BEGIN EXTRACTED RECORDS
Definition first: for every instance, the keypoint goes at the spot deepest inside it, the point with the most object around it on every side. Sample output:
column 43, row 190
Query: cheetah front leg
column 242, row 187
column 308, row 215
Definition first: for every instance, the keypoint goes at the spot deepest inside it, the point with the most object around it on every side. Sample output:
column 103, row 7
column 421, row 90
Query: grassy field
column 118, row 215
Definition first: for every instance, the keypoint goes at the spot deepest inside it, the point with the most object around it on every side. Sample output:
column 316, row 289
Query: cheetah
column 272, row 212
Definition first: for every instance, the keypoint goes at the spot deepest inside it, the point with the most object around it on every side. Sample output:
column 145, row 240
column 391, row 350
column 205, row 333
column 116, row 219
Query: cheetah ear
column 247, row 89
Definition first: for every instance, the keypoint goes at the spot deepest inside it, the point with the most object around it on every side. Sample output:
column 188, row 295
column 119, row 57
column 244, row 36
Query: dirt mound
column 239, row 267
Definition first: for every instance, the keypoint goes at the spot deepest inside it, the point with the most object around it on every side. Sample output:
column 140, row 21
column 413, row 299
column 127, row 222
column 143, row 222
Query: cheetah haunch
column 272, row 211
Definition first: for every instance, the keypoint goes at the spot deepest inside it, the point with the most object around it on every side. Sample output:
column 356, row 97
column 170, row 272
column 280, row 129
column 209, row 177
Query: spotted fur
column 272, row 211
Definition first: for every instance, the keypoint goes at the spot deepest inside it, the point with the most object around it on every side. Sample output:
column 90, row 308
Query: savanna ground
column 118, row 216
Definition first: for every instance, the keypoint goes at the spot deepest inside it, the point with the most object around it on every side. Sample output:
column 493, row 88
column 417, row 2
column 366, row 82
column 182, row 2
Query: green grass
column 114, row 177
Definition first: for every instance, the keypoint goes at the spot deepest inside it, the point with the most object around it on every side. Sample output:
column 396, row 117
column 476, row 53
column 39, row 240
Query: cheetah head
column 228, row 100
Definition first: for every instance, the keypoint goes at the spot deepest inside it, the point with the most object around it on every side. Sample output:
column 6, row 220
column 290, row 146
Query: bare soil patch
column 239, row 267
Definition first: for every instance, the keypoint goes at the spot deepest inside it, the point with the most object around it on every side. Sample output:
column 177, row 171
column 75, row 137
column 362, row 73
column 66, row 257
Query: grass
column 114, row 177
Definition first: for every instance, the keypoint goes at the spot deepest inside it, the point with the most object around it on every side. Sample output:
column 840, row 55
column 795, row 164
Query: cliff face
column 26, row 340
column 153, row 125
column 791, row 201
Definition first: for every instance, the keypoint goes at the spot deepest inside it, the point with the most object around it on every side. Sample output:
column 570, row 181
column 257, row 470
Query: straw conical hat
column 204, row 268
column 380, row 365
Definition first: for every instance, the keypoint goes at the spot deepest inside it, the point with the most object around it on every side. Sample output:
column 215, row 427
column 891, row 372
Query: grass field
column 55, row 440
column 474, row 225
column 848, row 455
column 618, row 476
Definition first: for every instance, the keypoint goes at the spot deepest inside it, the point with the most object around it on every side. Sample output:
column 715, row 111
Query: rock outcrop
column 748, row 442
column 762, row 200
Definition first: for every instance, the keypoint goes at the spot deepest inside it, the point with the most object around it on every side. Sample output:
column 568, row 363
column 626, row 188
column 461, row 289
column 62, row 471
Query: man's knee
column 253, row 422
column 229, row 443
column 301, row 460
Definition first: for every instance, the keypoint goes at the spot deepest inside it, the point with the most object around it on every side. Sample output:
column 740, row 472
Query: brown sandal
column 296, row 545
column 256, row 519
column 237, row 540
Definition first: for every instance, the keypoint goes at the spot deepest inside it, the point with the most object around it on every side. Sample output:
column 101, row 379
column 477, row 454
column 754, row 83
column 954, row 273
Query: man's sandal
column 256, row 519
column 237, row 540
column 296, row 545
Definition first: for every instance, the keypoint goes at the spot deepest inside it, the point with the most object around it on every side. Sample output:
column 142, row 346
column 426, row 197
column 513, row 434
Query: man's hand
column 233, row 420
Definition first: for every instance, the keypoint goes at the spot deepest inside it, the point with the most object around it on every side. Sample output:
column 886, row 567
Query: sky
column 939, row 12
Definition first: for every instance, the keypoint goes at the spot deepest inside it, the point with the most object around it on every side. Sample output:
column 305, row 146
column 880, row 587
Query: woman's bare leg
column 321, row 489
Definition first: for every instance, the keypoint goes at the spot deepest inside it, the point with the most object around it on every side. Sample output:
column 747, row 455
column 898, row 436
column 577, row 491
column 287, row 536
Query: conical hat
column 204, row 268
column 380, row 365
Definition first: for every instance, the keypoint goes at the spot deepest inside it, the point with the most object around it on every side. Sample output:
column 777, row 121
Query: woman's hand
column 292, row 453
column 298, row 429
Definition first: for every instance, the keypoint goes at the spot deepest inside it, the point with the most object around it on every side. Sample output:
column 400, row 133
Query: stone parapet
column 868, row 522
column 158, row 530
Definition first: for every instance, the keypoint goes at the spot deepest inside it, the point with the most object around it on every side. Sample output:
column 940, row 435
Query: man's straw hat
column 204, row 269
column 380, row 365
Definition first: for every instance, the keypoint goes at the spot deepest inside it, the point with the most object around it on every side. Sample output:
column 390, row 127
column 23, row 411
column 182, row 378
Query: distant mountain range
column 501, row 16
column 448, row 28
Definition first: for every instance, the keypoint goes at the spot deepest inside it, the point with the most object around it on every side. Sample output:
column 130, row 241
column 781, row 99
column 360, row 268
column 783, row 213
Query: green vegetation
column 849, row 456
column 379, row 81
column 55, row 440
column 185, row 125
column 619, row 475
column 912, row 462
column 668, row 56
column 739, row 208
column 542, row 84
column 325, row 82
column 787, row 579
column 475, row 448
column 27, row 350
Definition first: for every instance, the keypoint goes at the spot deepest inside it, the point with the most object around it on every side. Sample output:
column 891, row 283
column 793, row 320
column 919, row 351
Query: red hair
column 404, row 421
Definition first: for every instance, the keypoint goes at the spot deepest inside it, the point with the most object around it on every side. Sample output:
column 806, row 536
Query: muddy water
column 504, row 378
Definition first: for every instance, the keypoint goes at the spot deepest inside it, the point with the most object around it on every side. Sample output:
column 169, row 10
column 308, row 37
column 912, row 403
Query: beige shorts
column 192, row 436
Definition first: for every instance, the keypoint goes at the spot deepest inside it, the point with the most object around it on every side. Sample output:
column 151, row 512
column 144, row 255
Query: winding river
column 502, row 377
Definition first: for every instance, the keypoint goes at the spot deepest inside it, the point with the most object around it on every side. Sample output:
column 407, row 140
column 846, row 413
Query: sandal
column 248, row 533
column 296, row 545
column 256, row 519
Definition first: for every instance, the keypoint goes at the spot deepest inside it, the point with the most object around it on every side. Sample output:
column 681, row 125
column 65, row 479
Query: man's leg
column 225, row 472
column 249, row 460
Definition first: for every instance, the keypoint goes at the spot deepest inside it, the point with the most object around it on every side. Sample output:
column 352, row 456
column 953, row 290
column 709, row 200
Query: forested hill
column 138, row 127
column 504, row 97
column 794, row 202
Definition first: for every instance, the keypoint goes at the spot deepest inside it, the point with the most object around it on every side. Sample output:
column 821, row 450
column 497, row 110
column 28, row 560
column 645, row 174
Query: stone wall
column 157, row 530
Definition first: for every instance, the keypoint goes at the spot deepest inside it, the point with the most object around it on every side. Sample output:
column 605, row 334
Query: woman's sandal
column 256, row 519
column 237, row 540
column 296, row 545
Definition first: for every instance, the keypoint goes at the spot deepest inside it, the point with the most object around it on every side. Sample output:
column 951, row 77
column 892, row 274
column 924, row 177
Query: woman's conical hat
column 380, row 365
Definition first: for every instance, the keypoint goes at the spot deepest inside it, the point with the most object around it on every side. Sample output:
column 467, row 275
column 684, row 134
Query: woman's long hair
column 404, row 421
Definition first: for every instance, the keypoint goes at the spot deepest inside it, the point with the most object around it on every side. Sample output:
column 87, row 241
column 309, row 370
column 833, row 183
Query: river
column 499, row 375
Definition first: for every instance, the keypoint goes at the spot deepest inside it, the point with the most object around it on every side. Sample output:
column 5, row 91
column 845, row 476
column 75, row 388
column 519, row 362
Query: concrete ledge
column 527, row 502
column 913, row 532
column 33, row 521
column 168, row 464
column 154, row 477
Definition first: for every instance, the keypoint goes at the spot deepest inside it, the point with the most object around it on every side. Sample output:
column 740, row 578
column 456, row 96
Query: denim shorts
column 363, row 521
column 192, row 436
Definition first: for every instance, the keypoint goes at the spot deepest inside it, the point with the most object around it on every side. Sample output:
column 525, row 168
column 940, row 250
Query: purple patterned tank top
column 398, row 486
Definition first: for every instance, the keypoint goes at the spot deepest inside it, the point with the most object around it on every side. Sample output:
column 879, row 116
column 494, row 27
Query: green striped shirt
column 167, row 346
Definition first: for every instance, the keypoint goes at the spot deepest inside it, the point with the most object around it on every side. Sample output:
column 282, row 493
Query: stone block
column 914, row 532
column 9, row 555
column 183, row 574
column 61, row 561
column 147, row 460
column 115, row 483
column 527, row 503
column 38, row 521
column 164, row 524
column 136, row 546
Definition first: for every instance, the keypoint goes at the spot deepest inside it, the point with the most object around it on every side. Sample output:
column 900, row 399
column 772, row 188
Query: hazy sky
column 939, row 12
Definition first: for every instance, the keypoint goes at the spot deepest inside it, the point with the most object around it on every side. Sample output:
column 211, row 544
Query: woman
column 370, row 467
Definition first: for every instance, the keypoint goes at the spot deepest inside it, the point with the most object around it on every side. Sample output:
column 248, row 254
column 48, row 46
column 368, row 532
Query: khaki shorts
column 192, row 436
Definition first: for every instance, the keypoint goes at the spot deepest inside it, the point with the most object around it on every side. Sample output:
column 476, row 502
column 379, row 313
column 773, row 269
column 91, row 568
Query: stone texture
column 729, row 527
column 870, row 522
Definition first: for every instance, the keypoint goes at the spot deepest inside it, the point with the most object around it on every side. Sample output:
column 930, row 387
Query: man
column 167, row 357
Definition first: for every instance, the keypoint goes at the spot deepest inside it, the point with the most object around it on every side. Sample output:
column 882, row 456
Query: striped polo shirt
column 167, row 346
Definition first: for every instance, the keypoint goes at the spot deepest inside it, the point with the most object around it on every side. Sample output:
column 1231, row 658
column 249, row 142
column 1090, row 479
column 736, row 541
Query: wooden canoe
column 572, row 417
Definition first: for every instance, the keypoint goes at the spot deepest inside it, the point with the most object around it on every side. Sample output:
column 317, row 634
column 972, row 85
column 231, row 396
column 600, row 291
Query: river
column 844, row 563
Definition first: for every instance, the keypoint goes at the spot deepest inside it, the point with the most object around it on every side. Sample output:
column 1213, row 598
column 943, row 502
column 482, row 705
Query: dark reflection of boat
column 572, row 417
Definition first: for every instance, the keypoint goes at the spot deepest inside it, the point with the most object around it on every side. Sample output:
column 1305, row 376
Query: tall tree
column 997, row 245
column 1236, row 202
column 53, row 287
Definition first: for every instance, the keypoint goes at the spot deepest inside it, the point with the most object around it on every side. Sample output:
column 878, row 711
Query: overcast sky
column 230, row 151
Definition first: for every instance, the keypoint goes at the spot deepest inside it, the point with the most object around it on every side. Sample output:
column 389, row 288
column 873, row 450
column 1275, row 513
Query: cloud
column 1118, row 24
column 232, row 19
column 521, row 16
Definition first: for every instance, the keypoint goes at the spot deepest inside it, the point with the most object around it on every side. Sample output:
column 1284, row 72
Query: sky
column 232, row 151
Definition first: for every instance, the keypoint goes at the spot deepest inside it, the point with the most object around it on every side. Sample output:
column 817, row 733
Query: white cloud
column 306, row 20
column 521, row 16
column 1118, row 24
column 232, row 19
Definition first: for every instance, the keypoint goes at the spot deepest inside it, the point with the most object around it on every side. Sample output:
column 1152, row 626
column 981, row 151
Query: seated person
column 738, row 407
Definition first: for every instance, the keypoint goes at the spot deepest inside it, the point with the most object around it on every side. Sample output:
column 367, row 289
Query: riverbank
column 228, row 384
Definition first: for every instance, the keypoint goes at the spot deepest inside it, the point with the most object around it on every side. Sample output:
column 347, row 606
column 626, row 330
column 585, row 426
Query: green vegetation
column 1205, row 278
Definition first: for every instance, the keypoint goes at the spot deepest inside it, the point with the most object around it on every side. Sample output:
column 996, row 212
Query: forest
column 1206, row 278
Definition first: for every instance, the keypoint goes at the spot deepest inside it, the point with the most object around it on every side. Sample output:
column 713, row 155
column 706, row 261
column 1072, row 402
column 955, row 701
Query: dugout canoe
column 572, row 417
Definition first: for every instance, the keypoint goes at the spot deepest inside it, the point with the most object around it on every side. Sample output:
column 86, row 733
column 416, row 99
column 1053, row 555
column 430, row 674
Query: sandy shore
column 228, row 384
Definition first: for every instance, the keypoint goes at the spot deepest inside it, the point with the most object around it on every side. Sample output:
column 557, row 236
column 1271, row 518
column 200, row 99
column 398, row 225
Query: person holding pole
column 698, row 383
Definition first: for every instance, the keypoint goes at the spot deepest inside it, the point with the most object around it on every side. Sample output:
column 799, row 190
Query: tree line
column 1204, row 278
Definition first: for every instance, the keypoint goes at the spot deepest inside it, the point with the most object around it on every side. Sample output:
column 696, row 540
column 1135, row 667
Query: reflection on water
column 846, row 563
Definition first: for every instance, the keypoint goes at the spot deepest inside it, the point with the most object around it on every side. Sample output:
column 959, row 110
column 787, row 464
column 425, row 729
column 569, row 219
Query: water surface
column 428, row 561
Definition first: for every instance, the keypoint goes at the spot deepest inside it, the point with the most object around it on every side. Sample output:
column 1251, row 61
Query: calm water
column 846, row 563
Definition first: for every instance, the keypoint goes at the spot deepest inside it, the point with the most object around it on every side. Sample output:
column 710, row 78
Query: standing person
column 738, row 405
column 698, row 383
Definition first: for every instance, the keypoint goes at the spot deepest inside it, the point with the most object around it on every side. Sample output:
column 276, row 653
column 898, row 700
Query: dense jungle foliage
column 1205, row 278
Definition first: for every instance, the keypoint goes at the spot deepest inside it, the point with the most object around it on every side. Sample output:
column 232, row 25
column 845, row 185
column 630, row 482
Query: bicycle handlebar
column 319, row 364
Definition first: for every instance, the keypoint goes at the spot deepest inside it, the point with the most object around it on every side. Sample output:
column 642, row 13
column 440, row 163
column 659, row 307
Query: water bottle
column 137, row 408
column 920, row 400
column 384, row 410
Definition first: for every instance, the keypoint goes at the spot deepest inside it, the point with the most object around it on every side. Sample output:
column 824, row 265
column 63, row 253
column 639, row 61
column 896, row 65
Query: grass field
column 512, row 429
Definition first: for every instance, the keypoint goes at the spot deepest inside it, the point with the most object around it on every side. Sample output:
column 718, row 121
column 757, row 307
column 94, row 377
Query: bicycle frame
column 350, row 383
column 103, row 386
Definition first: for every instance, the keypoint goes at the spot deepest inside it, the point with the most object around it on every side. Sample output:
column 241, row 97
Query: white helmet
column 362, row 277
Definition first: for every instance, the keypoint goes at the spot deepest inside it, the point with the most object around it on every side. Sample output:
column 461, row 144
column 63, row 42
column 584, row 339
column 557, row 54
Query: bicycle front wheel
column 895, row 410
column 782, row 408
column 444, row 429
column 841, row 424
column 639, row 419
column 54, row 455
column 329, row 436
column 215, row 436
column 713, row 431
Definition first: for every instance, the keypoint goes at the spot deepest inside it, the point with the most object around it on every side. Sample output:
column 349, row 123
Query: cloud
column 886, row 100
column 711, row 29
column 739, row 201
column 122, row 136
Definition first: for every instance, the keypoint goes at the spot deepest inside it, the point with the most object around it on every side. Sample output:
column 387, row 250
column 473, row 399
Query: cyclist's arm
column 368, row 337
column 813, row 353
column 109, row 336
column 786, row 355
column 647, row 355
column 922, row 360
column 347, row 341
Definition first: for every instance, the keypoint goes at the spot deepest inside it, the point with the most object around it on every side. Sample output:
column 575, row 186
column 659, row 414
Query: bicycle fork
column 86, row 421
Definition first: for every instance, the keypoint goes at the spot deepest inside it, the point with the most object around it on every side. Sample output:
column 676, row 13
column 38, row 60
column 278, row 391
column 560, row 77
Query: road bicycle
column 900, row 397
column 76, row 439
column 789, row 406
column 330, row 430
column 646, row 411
END EXTRACTED RECORDS
WHAT YOU WILL DO: Reproduce the material above from its first line through the line that contains "column 118, row 215", keeping both ends.

RESPONSE BELOW:
Definition first: for every instance, the keypoint goes at the spot deepest inside it, the point with the most object around it on every side. Sample output:
column 43, row 190
Query: cheetah front leg
column 242, row 187
column 308, row 215
Definition first: for every instance, the keypoint goes at the spot deepest inside it, the point with the most object around it on every side. Sample output:
column 103, row 7
column 421, row 90
Query: grassy field
column 118, row 215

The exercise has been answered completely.